## Task details
Everything in the entries except the pictures should be repeated exactly.

## Supplied information

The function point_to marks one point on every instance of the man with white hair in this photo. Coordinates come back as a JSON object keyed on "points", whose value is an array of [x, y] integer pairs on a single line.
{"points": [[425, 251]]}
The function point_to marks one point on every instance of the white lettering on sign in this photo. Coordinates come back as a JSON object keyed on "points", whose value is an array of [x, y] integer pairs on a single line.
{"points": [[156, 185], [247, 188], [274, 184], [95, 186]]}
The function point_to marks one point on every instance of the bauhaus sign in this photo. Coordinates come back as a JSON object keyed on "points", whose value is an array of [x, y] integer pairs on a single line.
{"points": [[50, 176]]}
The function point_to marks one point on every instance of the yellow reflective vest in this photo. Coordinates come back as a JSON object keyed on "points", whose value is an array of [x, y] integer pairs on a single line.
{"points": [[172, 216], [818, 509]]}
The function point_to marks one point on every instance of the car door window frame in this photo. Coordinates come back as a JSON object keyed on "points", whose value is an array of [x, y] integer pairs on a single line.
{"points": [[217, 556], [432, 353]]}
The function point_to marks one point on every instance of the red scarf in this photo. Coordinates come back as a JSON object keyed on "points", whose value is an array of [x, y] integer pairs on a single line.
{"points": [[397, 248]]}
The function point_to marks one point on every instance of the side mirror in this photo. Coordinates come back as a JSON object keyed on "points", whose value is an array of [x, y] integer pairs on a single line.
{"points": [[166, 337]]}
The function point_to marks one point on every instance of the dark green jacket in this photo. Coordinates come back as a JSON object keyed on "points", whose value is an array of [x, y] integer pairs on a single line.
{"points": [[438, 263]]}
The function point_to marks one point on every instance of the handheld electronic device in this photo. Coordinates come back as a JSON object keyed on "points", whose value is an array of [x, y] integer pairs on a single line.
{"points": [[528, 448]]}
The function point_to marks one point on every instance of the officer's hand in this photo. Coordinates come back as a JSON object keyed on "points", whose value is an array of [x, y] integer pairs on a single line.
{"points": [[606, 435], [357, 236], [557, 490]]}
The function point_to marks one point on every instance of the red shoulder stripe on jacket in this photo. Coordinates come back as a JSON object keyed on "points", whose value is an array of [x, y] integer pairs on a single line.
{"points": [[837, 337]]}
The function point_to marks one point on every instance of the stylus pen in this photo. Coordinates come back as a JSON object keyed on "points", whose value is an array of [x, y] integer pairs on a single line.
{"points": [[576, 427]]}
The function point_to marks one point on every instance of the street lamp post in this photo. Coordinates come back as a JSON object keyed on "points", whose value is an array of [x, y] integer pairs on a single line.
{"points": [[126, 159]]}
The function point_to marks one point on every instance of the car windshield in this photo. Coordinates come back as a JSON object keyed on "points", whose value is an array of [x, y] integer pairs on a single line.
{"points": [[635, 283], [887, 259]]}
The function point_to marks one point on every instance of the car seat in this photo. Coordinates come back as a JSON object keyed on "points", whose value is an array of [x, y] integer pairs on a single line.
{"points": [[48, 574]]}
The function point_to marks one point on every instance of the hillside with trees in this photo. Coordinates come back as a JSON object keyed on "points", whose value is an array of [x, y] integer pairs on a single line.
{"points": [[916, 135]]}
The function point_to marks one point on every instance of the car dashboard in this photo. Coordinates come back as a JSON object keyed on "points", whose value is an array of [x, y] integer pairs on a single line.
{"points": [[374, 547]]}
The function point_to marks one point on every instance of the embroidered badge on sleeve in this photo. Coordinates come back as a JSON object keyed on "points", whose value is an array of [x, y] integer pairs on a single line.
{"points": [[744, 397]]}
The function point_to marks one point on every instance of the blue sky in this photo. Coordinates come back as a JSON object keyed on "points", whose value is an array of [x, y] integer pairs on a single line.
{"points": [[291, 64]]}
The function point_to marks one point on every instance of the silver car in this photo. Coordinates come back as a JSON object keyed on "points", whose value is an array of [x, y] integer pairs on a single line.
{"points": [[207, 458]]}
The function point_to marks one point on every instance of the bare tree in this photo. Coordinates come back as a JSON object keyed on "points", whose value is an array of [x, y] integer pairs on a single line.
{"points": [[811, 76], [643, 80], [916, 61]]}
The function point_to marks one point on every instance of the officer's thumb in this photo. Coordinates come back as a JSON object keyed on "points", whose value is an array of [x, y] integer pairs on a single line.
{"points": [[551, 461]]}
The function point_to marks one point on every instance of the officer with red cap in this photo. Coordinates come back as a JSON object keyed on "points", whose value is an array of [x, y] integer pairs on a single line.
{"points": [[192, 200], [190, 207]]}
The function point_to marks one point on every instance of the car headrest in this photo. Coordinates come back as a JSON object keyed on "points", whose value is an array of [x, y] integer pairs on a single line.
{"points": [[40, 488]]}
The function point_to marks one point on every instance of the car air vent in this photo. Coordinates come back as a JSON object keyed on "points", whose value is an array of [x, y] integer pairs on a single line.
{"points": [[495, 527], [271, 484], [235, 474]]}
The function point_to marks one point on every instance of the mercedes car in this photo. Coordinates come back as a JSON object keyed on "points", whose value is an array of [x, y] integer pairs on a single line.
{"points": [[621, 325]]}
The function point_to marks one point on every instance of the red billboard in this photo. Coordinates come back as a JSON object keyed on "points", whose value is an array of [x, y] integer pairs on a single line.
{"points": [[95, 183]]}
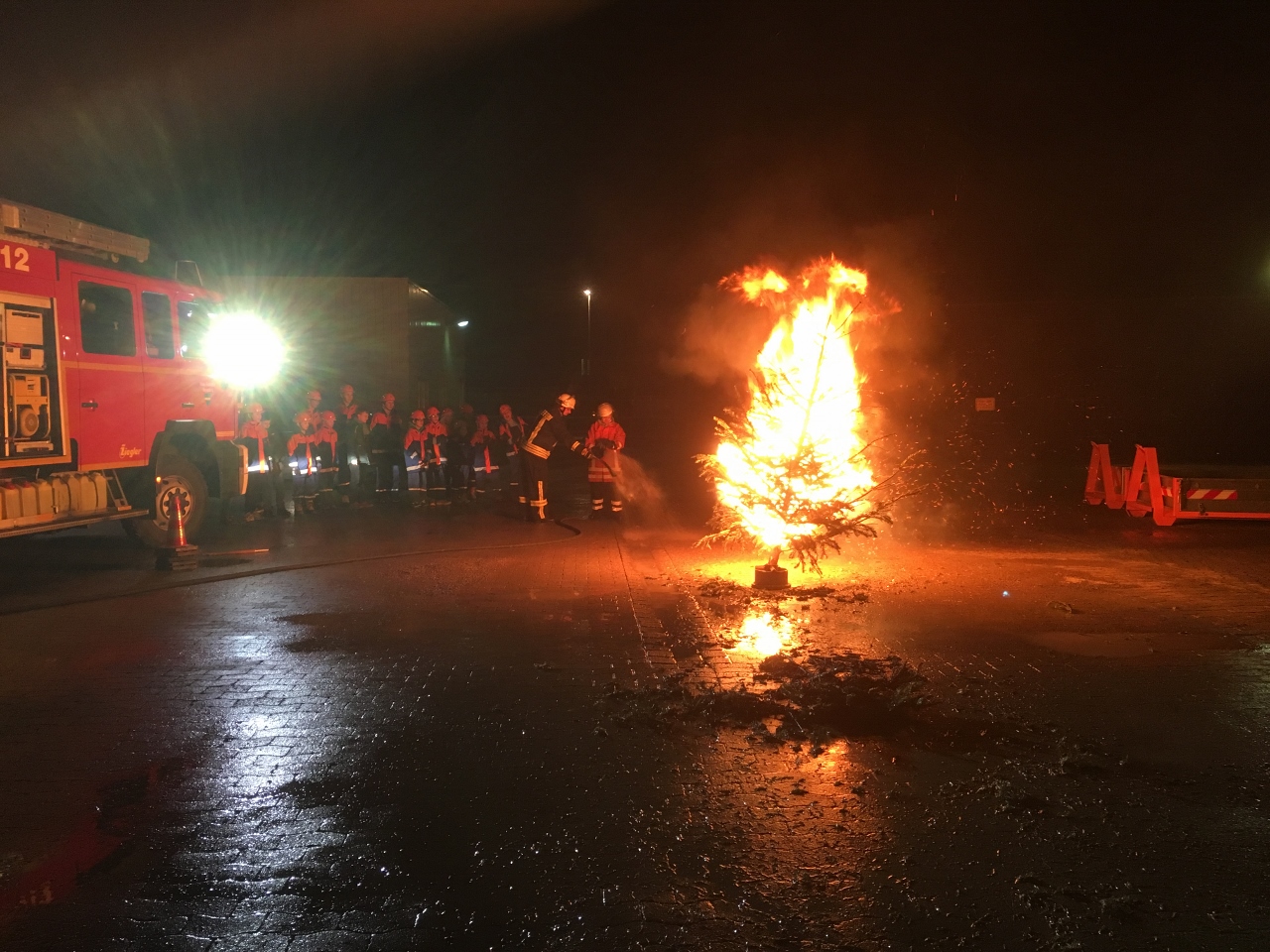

## Solution for this problem
The function point_to marks one point on every instance of the man with white hair in this photo. Coordinates come back as a JSON object keyed on "points", whose value is an array of [x, y] integer pairs on a single line.
{"points": [[425, 251]]}
The function point_to marks one point on every instance of the white lettering on sign in this photo. Coordinates come back as a JSON object keyed on "points", whose value is an array of [x, y] integer pairs on a single line.
{"points": [[156, 185], [247, 188], [274, 184], [95, 186]]}
The function point_to marks one point on every instance of the bauhaus sign in this photo. Coordinates come back as a JSON object keyed on "points", whose value is an array of [x, y] integer pairs on a single line.
{"points": [[50, 176]]}
The function point_to marks one point on every instance of the yellow reflective vest in this photo. Coordinates come back as a JSON object keyed on "points", whose value is an array of [x, y] integer pairs on a single line.
{"points": [[172, 216], [818, 509]]}
The function point_to marks one point on every instance of the car door window frame in this photo. Coordinates come back as a JSON object keyed on "points", whose value is an array of [x, y] integer pairs on a single line.
{"points": [[217, 556], [432, 353]]}
The function point_to marks one point on every instance of the red scarf in this photo. Coordinates come back as a JSON object keyed on "points", whose value is an array of [x, y] integer pairs on a single line.
{"points": [[397, 248]]}
The function point_to marks one point on every instance of the side mirror in this photo. Coordinates come back as a JSON object keyed on "points", whose value is an array of [x, y] integer pairs on a single line.
{"points": [[166, 337]]}
The function point_to marks one point on every instance of the dark green jacket in this photo. Coordinates come back as a JSON object keyed on "points", whose value is an array of [x, y] integer pairs on a single line.
{"points": [[438, 263]]}
The function point_to marks one point on every instance of the handheld electronic device in this photo. Coordinates come back as a JSON object keyed on "points", whose value is an array of [x, y] integer pairs on a single line.
{"points": [[528, 448]]}
The function point_to marks one point on every instance of the officer's hand in this photo. Coordinates come back as a JSON object keyed on "points", whose value is an array of [x, y] integer pairs on a single line.
{"points": [[606, 435], [357, 236], [557, 490]]}
The function point_to marks one point on every instance of the red shoulder stripe on jacket in this photo. Coordinates come back as a JSON object keyed on "points", whose value is an array of [x, y] integer pairs on a single line.
{"points": [[837, 337]]}
The function point_to marks one point on every instance of the stylus pen in this photo. Coordinates come back as a JSON object keyed on "points", whose value is an array of [x, y] integer pairs on a single line.
{"points": [[576, 427]]}
The function point_to marks one point on every instance of the street lamp post in this photo. Coordinates come back as a JSON object keyed on "points", whose value is an array of [x, y] integer pairs on a single line.
{"points": [[126, 159]]}
The function point_to marks one point on every instance of the car windshield in this photo. Coordinates come back as a JSON object keyed on "points", whose value is an array of [x, y] integer pairs on a single line.
{"points": [[635, 283], [887, 259]]}
The function point_to marks one point on every instance of the car seat in this photo. Coordinates come back as a JSON object keyed on "points", whose value is an array of [x, y] integer pairs on a single line.
{"points": [[48, 574]]}
The function point_to marks one point on every instance of the hillside with trees in this photo. Coordinates come back as a JSON object keyed on "points", whose value is an array of [x, y] integer pairs on a single line.
{"points": [[916, 135]]}
The function point_to marks one point on every instance of the car dashboard in this photo. Coordinates come back as a JSON object keyed on "points", whose value is an array of [x, y] integer pairs on a single line.
{"points": [[374, 547]]}
The function point_to marks one point on every instance of the embroidered badge on sleeve in this photo. Coordinates come back as a JSON object keyed on "points", whose value is an array of [x, y] integer pairs on a single line.
{"points": [[744, 397]]}
The function point_to marks one point on every instance of the blue sky in this photo. Coordinates come back as a JSON object keyed on "points", whose value is an array of [x, y] integer pairs on a single line.
{"points": [[291, 64]]}
The function point_to marks one point on every instance of the silver car in this photo. Coordinates come back as a JSON object keyed on "points", whose value is an array of [x, y] integer pairs on a single line.
{"points": [[207, 458]]}
The function point_to marks one point on every instance of the bare tree in this photo. Coordinates come back as a JSON object keyed on "points", whose value is an array of [x, y] integer pairs on a single line.
{"points": [[811, 76], [643, 80], [916, 61]]}
The function point_to marks one point on every instance of the officer's thumb in this photo. Coordinates come back as a JSON object keyed on "points", whose value is an array of [x, y] integer pairs on a single line.
{"points": [[551, 461]]}
The function point_to marks one point on every instance of the officer with red cap in this photo. Coordinates come back as a JSON object keyed on "points", whose value is an array of [x, y] integer pairs on a single line.
{"points": [[192, 200], [190, 207]]}
The function point_to marks one point on every instance of the car headrest in this photo. Coordinates come back as a JSON object keyed on "points", whose value is an array of [x, y] integer pairs on a single line.
{"points": [[40, 488]]}
The function point_to marks one point on every instance of the car air vent in this photo. Coordinates come back as a JSON object keyed on "points", whose value is an array of [x, y] integer pairs on a single line.
{"points": [[495, 527], [271, 484], [235, 474]]}
The function point_to marks one point on every instance of the mercedes car in this photo. Coordinates come back as a JSON object keyed on "points", whose value is an array of [x, y] integer pairs on a single line.
{"points": [[621, 325]]}
The function point_to marks one point on every instance of the red billboard in this photo. Coordinates come back as a JSON object keyed on "points", whose value is an array of [x, y] integer pairs on a single line.
{"points": [[95, 183]]}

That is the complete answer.